# [ASSIGNMENT]
Using the records provided below, locate and copy each line that contains the word "pink".

# [SOURCE MATERIAL]

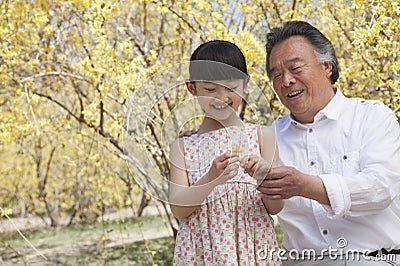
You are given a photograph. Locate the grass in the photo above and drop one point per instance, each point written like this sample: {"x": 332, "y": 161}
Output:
{"x": 15, "y": 251}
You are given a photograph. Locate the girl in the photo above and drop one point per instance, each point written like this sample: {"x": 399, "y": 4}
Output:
{"x": 214, "y": 172}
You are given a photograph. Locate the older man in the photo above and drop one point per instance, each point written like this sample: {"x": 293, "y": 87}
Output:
{"x": 339, "y": 157}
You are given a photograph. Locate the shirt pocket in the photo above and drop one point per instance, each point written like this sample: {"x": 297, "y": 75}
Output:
{"x": 346, "y": 163}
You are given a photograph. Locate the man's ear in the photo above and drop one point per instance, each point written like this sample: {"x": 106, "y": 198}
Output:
{"x": 191, "y": 87}
{"x": 328, "y": 69}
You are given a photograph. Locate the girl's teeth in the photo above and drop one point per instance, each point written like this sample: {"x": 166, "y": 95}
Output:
{"x": 295, "y": 93}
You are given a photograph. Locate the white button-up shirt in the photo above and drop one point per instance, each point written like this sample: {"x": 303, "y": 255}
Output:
{"x": 353, "y": 145}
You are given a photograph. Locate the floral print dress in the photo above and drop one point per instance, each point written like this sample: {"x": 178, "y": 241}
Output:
{"x": 232, "y": 226}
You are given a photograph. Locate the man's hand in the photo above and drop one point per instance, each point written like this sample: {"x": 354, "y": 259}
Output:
{"x": 285, "y": 182}
{"x": 255, "y": 166}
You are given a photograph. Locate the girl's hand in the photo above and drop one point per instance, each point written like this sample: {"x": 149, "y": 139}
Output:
{"x": 224, "y": 167}
{"x": 255, "y": 166}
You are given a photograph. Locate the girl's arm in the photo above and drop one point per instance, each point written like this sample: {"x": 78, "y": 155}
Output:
{"x": 185, "y": 198}
{"x": 258, "y": 167}
{"x": 269, "y": 152}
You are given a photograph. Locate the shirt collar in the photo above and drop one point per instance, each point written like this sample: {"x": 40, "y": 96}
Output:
{"x": 331, "y": 111}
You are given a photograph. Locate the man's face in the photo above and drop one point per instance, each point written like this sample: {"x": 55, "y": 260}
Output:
{"x": 301, "y": 82}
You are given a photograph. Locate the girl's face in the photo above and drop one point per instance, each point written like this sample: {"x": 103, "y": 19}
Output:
{"x": 219, "y": 99}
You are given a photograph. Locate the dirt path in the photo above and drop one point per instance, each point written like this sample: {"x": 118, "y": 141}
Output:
{"x": 56, "y": 252}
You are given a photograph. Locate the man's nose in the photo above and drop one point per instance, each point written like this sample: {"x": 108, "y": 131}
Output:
{"x": 223, "y": 95}
{"x": 288, "y": 79}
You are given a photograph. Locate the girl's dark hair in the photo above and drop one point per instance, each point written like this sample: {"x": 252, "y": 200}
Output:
{"x": 217, "y": 60}
{"x": 323, "y": 48}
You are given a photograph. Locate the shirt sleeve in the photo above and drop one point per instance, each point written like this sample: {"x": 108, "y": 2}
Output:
{"x": 377, "y": 183}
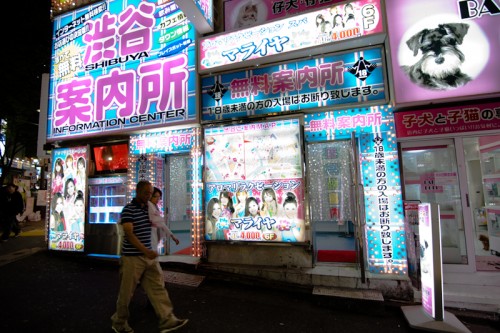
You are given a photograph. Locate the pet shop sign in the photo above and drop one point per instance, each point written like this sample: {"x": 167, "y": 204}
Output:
{"x": 435, "y": 49}
{"x": 139, "y": 73}
{"x": 340, "y": 79}
{"x": 290, "y": 34}
{"x": 239, "y": 14}
{"x": 471, "y": 118}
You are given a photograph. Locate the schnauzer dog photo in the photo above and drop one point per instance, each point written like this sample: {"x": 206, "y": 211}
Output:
{"x": 440, "y": 62}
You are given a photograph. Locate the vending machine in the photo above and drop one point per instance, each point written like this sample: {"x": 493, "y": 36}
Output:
{"x": 107, "y": 197}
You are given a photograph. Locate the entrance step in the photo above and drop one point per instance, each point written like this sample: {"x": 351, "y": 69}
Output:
{"x": 362, "y": 294}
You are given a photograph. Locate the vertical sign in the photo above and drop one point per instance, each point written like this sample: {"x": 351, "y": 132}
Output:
{"x": 430, "y": 260}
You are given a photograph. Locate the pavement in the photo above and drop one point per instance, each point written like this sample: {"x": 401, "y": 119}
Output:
{"x": 48, "y": 291}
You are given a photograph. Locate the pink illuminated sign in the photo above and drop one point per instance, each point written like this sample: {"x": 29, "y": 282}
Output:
{"x": 470, "y": 118}
{"x": 291, "y": 34}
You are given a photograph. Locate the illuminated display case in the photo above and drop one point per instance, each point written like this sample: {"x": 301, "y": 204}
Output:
{"x": 107, "y": 197}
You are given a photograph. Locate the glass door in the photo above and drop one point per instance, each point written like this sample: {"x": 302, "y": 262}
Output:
{"x": 431, "y": 174}
{"x": 178, "y": 202}
{"x": 482, "y": 155}
{"x": 330, "y": 173}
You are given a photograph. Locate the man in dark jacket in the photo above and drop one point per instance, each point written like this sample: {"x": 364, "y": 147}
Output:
{"x": 11, "y": 204}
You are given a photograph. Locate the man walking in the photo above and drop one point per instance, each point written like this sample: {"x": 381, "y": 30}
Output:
{"x": 138, "y": 264}
{"x": 11, "y": 204}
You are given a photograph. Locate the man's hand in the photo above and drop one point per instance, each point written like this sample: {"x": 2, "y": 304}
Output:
{"x": 150, "y": 254}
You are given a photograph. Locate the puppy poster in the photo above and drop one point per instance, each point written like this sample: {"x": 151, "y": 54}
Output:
{"x": 443, "y": 49}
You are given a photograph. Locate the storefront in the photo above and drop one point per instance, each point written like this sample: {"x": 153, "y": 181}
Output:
{"x": 290, "y": 138}
{"x": 287, "y": 144}
{"x": 122, "y": 107}
{"x": 455, "y": 165}
{"x": 447, "y": 128}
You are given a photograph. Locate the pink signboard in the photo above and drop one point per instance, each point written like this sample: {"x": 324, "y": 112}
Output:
{"x": 458, "y": 119}
{"x": 239, "y": 14}
{"x": 443, "y": 49}
{"x": 294, "y": 33}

# [SOLUTION FOR THIS PROBLEM]
You are given a photograph. Locate the pink illuminated sign in the photo above and drop one point per instance, each point written like this sample: {"x": 29, "y": 282}
You are given a photograph. Locate the pink signboard in the photo above and drop one point per instance, each point written like this sample: {"x": 324, "y": 112}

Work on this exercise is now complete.